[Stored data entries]
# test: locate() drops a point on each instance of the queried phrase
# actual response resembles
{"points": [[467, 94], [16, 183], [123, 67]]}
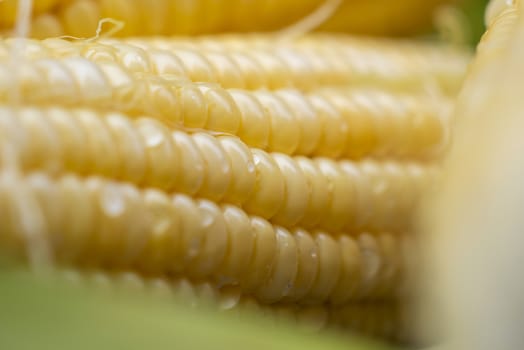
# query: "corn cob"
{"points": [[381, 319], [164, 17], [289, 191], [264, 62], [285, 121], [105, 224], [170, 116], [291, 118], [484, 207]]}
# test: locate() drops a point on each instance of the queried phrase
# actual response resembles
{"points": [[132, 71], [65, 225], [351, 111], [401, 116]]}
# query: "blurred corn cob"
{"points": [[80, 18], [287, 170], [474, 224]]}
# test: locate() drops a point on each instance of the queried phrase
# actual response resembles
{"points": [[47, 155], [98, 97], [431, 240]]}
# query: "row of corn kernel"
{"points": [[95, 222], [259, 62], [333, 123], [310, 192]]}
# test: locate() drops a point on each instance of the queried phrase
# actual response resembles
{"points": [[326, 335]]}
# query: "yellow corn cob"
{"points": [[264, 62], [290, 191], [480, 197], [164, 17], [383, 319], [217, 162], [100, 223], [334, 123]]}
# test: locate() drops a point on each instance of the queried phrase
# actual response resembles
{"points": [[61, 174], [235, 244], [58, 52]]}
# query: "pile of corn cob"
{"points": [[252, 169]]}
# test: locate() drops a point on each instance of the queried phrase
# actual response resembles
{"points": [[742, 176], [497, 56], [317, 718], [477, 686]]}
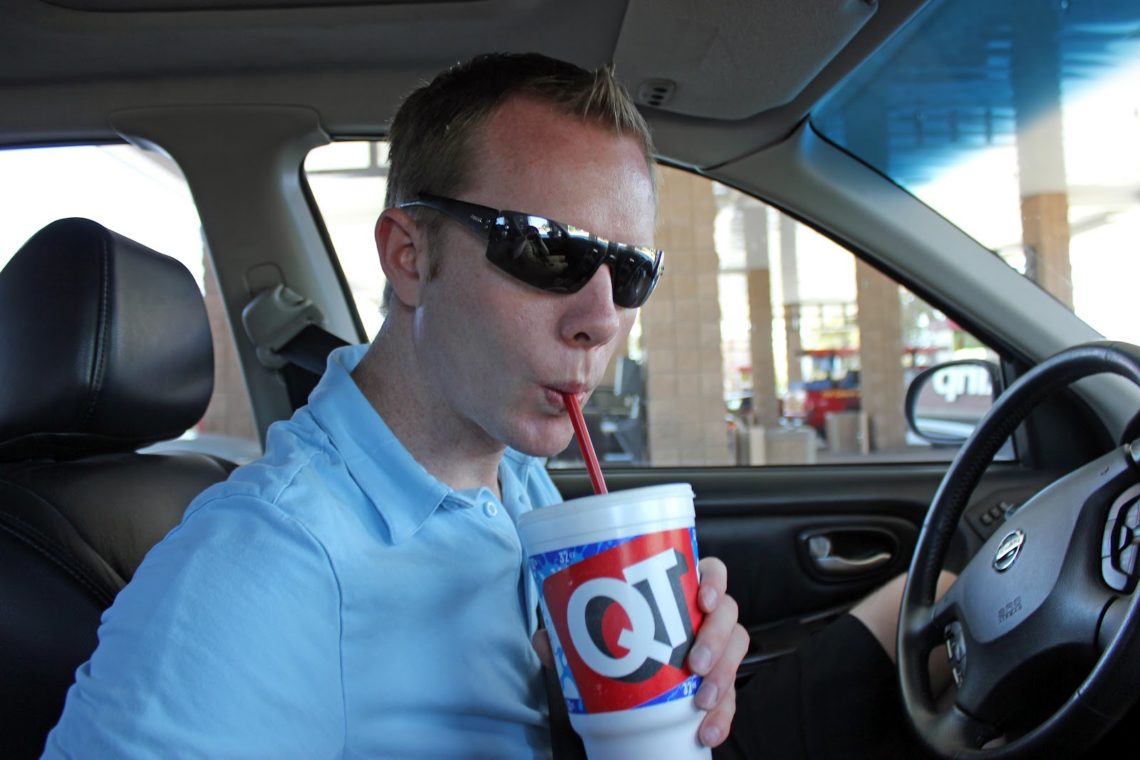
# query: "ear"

> DIRECTIONS: Leave out the pictures and give the rest of the records again exactly.

> WORKED SOLUTION:
# test: locate() drops a point on each instance of the queried phrase
# actual response resembles
{"points": [[467, 94], [16, 183], [123, 67]]}
# query: "corn cob"
{"points": [[381, 319], [164, 17], [289, 191], [264, 62], [285, 121], [105, 224], [170, 116], [291, 118], [484, 207]]}
# test: locate() drops a point on each instance of the queried phrase
# actual response resembles
{"points": [[132, 71], [65, 225], [351, 111], [401, 116]]}
# query: "blurred corn cob"
{"points": [[80, 18], [287, 170], [474, 224]]}
# test: locate() drops a point on each instance of the queried phrase
# actual response resembles
{"points": [[47, 155], [98, 97], [431, 240]]}
# query: "row of corn kernel"
{"points": [[95, 222], [259, 62], [333, 123], [310, 192]]}
# test: locate() drops a point on each instance of the queried phrase
# actual response resembles
{"points": [[326, 335]]}
# query: "yellow corn cob"
{"points": [[264, 62], [290, 191], [480, 197], [164, 17], [383, 319], [217, 162], [100, 223], [334, 123]]}
# test: locate() drops a point on each instance of the queried phrase
# actual response resembles
{"points": [[61, 174], [235, 244], [58, 52]]}
# query: "pile of corn cob"
{"points": [[252, 169]]}
# test: locate() drops a point on each instance of the queried phrase
# actual response resembles
{"points": [[742, 176], [497, 56], [317, 718], [477, 686]]}
# query: "ear"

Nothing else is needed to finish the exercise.